▶ _Task details_: Write out each line below precisely, passing over the pictures.

▶ _Input_:
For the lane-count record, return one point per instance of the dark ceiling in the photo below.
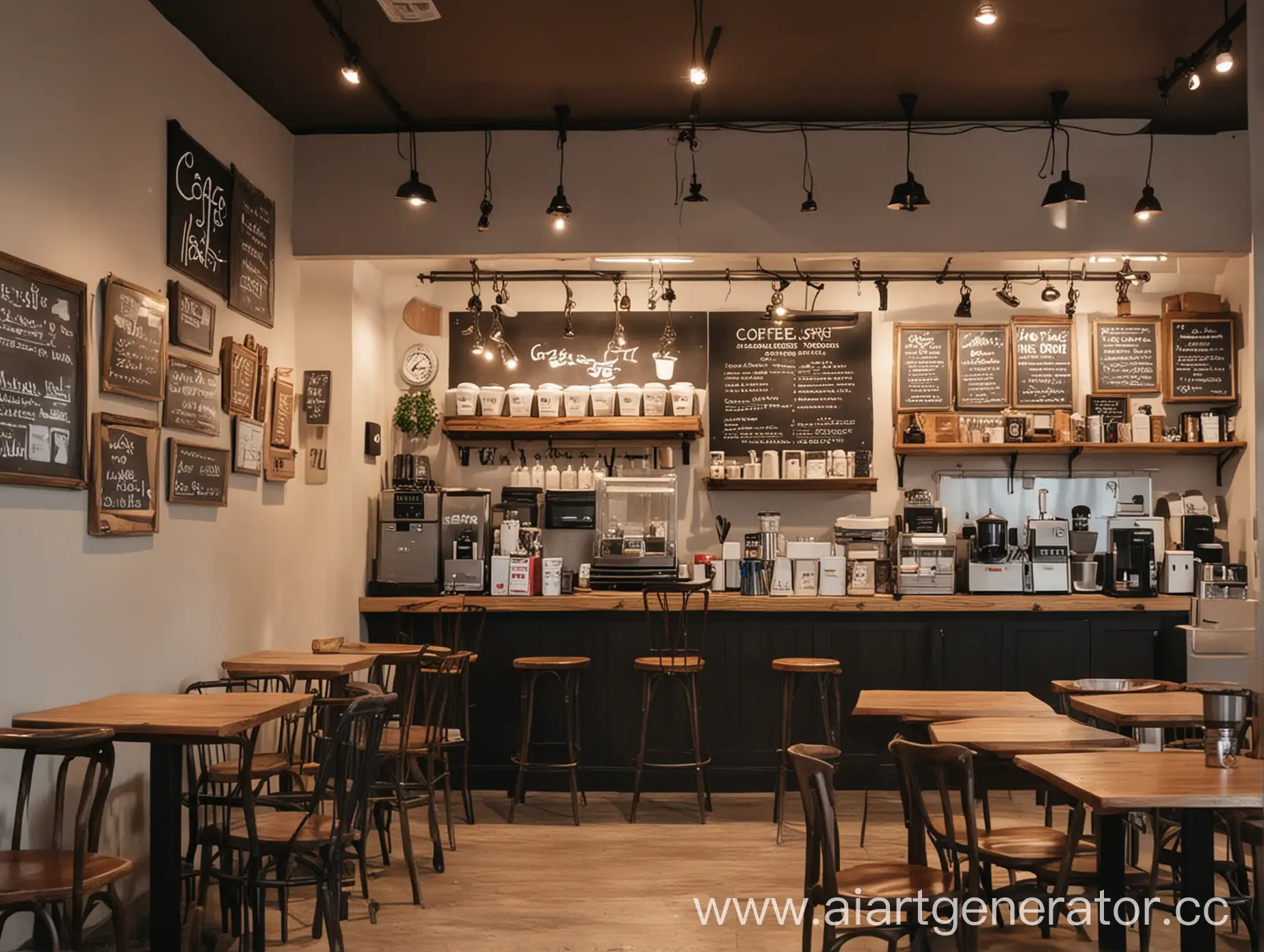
(506, 62)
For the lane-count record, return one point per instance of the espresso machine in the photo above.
(1049, 551)
(465, 539)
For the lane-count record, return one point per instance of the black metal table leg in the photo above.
(166, 776)
(1111, 936)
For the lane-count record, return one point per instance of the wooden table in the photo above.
(1012, 736)
(1170, 709)
(949, 704)
(167, 722)
(1115, 782)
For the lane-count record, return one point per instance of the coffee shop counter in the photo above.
(917, 643)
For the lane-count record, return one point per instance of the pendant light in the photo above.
(559, 209)
(1148, 205)
(908, 195)
(415, 191)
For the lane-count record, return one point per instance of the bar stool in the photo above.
(826, 672)
(566, 670)
(676, 648)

▶ _Exercise result_:
For the lane-count record, return one point per instance of the dark ceiling in the photo below.
(506, 62)
For the lane-count record, return one point per instance of the espresso machine in the photo above.
(1049, 551)
(465, 539)
For the lane-count record, return one point per instance of the black metal table leg in the photo above.
(166, 776)
(1111, 936)
For the lane-count record, return one point per instance of the wooden table in the photo above.
(1012, 736)
(1170, 709)
(949, 704)
(167, 722)
(1115, 782)
For the lane-count record, return one point per instance of the coffee shop counter in the photo above.
(917, 643)
For the lane-count record, return one point per instance of the pendant light in the photo above.
(559, 209)
(1148, 205)
(908, 195)
(415, 191)
For the lane-count record, return one point per instance of the bar stool in the photo above.
(826, 672)
(566, 670)
(676, 648)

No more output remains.